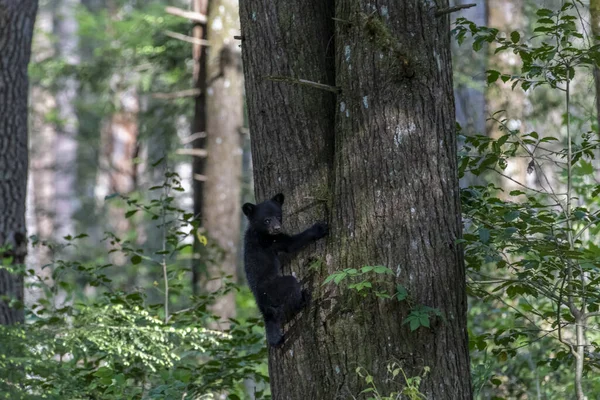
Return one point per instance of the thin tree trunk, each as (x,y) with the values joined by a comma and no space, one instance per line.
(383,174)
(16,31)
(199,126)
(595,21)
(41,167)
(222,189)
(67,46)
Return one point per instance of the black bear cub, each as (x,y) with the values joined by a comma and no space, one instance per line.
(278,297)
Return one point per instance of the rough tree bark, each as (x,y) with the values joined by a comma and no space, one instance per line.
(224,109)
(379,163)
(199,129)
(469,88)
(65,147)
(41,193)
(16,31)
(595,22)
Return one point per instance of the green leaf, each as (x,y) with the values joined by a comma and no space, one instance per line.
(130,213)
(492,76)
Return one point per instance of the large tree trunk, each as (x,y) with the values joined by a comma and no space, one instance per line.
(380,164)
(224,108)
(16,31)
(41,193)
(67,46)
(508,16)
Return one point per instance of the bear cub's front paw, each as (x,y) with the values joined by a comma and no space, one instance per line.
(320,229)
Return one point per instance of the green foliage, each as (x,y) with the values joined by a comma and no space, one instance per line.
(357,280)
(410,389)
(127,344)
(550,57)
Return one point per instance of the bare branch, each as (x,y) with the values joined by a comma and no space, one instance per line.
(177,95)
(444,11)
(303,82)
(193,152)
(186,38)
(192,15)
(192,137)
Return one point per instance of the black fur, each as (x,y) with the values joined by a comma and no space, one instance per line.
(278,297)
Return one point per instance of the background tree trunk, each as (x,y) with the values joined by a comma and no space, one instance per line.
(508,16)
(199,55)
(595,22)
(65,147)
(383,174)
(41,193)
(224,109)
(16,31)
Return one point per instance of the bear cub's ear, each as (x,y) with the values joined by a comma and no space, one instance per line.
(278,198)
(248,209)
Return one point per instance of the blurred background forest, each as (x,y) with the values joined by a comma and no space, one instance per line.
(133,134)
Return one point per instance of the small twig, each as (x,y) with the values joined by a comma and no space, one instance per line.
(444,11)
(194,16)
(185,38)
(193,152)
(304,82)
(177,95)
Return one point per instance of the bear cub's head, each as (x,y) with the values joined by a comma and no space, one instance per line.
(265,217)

####################

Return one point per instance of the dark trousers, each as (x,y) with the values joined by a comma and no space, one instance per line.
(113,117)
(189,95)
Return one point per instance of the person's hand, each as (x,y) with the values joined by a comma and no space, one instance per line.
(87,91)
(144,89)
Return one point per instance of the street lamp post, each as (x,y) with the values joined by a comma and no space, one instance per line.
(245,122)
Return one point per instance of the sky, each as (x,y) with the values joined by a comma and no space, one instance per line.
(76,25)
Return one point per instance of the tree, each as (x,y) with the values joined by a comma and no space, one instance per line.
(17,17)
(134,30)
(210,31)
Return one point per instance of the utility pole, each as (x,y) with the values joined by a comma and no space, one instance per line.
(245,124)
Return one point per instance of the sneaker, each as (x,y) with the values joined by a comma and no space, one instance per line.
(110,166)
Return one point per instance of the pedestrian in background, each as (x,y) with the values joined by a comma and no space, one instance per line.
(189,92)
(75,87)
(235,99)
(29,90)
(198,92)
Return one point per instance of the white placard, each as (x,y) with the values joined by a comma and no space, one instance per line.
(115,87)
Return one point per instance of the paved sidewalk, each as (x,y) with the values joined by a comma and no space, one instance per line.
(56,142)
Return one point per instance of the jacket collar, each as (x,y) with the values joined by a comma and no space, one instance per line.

####################

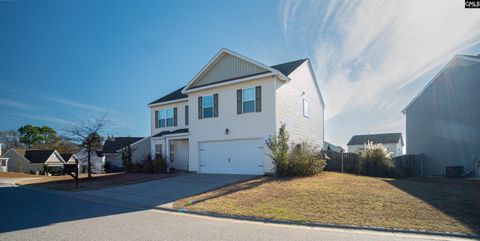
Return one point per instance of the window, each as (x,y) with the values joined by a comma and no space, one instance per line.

####################

TRY IT:
There is a run of lines above from the one with "Return one point per instance of the paved" to the one with "Return one point per instance of the jacket"; print exactly that run, both ends included, and nothing else.

ANSWER TO THIS PROBLEM:
Return one point per instance of the paved sidewalk, each as (x,y) with the values joined by a comma and no space, one instance per line.
(56,142)
Return one point per instance of the jacket collar, each as (x,y) with the values joined by a comma and no space, one instance per line.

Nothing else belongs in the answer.